Exercise
Find each line in the data below that contains the word "background" and copy those lines out in full.

Recorded information
***

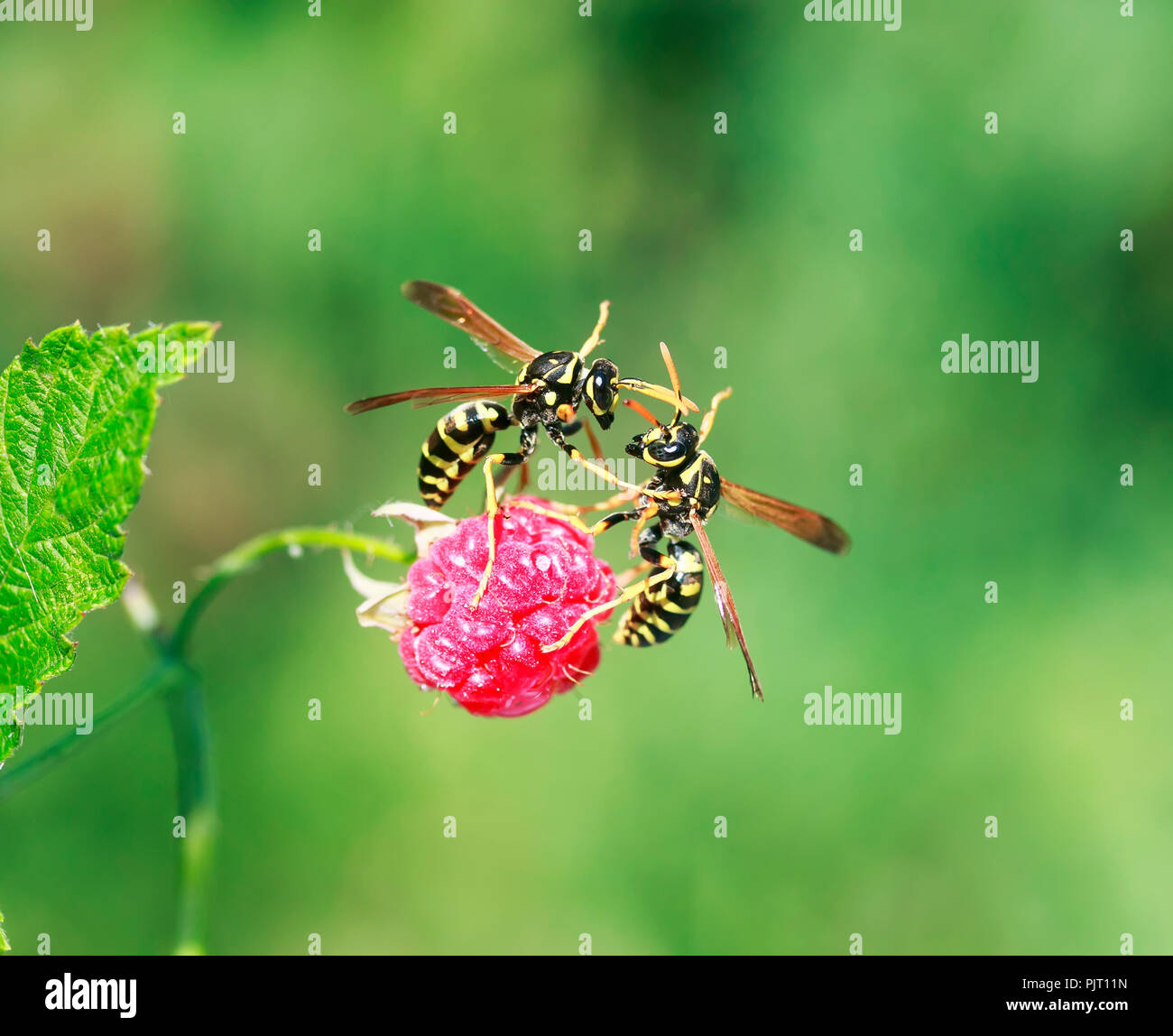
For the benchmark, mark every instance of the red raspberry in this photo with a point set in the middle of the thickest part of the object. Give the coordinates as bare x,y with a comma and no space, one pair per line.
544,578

***

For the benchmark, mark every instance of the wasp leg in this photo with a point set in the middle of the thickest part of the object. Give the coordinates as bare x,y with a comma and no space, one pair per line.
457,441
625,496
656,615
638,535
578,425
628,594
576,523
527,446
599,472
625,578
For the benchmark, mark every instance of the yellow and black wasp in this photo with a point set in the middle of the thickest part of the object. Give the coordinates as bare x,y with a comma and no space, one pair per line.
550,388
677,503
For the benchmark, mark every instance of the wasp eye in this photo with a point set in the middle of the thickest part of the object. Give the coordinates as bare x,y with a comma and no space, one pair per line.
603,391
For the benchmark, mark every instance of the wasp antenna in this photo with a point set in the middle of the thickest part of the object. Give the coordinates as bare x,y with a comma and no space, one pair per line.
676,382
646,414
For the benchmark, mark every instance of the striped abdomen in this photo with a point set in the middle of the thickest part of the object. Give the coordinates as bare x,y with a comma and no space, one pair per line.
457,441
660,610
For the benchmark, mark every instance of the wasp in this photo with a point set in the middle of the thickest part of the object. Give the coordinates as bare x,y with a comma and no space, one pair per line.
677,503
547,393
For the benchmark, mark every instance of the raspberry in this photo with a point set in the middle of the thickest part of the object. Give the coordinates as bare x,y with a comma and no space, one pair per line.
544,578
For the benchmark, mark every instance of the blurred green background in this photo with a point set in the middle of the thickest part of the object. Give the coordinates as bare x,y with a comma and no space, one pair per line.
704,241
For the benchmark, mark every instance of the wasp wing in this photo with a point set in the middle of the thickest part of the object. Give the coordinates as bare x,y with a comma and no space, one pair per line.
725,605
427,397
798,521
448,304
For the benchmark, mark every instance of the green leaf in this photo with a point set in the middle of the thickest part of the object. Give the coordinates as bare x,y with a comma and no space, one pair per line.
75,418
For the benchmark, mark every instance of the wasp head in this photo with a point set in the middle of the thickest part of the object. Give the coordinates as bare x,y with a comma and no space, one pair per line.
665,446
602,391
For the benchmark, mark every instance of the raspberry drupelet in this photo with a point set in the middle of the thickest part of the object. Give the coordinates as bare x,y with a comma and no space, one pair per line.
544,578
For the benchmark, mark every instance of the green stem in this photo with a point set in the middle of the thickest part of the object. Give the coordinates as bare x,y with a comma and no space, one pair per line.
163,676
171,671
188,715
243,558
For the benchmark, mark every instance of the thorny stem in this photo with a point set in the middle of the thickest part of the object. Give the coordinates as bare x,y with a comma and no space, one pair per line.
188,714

***

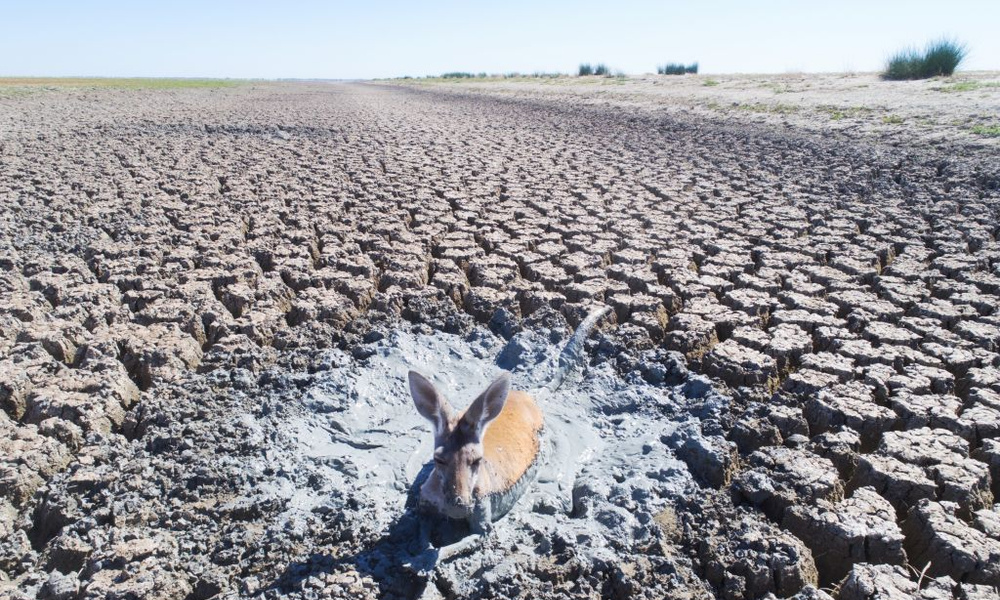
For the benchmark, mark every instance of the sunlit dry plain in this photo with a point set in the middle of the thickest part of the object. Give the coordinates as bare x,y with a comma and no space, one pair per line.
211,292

***

Exercise answer
For the benchmark, mark every instance of the blurred green background in this photo with a point set in the middle of the thickest part of the object. Give the coordinates as bare x,y with a comma and no space, one pair per line.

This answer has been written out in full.